Exercise requirements - Retype all the records with nothing changed.

[Records from a data collection]
+ + + + + + +
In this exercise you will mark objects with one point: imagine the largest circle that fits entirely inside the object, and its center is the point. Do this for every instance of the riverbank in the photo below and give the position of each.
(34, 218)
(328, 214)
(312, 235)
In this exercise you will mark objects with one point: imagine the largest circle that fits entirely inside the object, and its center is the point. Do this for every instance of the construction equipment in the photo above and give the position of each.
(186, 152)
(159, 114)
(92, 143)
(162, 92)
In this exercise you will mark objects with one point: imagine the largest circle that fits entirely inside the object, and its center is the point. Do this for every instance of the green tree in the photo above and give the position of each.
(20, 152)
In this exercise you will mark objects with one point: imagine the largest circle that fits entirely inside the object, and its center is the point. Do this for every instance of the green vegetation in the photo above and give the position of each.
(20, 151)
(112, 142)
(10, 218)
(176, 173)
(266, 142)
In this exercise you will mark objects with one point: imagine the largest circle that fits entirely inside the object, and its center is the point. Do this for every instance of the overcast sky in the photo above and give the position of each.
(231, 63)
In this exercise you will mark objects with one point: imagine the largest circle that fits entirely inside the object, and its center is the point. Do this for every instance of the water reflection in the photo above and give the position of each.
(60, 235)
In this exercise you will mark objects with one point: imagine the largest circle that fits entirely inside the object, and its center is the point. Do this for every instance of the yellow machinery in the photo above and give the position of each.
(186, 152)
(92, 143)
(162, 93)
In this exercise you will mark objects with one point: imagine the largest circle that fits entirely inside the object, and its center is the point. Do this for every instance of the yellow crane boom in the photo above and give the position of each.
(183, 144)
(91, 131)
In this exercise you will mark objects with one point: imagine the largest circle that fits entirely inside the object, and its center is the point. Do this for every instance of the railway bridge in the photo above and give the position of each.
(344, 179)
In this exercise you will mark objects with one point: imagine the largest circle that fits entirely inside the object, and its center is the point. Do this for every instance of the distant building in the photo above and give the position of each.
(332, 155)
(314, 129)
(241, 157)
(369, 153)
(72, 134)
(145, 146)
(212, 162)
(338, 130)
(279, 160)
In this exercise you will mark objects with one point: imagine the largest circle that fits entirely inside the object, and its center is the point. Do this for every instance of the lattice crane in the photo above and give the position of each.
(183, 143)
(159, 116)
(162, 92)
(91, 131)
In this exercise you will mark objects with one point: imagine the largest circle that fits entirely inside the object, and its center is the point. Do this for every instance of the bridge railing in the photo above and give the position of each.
+ + + + + + +
Response for this exercise -
In this exercise you will mark objects with one point: imagine the largest circle that fits entirely inside the object, and its center is the point. Do this for every instance of the riverbank in the photo below and give the position of each.
(34, 218)
(328, 214)
(312, 235)
In this exercise you will mark objects with one point: imagine the largest circle that fits entirely inside the object, and its center is the point. Do this for every instance of the construction equipment in the photo above and give the position of each.
(186, 152)
(159, 114)
(92, 143)
(162, 92)
In this exercise you will mark objects with one point: imagine the largest circle that fits entirely inside the object, and its center is the point. Do this for every instance of the green tree in the photo above and give the position of each.
(20, 152)
In this exercise you will mark objects with one point: imagine the largest circle that fits entirely inside the object, and its center is the point. Do this for every instance of the green vegetation in the photo above and give the position of each.
(20, 151)
(112, 142)
(10, 218)
(176, 173)
(266, 142)
In this exercise you will mark objects with one point: imagine the largest circle that fits entirely inside the object, and its center is the point. Do this for every instance of the overcast sky in the photo above and give the position of each.
(231, 63)
In this exercise you will mark objects with one point: imagine the largest circle that fits entirely inside the object, and its center is the point. Do this for every instance of the water reflection in the photo above and give the position of each.
(60, 235)
In this exercise you will mark objects with one point: imagine the largest circle that fits entirely inside the object, and its center is the point. Do this for every instance of the yellow machinery in the photo above and give the position of each.
(186, 152)
(92, 143)
(162, 93)
In this exercise you will mark objects with one point: imagine the largest circle that fits entirely inside the object, and its center is the point. Do this for every instance of the yellow crane boom in the photo above and give the position of each.
(183, 144)
(91, 131)
In this exercise you will mark objects with one point: imagine the largest circle that fits entirely inside the object, and its center is the point. Do this for every instance of the railway bridge in the photo above and give the position of each.
(344, 179)
In this exercise you will mark objects with one point: imagine the largest circle that fits entirely inside the object, and its center is the point. Do this for every instance of the distant building in the photo above and give the position of each.
(332, 155)
(314, 129)
(241, 157)
(369, 153)
(72, 134)
(145, 146)
(212, 162)
(338, 130)
(279, 160)
In this exercise you will mark objects with one point: imagine the largest circle that fits entirely inside the object, and its center is the point. Do this for every instance of the lattice crane in the photo above and give the position of each.
(183, 143)
(159, 116)
(162, 92)
(91, 131)
In this exercise you will mark objects with one point: imagine the largest circle that fits entirely inside the object, and its center is the point. Do this for every instance of the bridge railing in the photo above and give the position of each.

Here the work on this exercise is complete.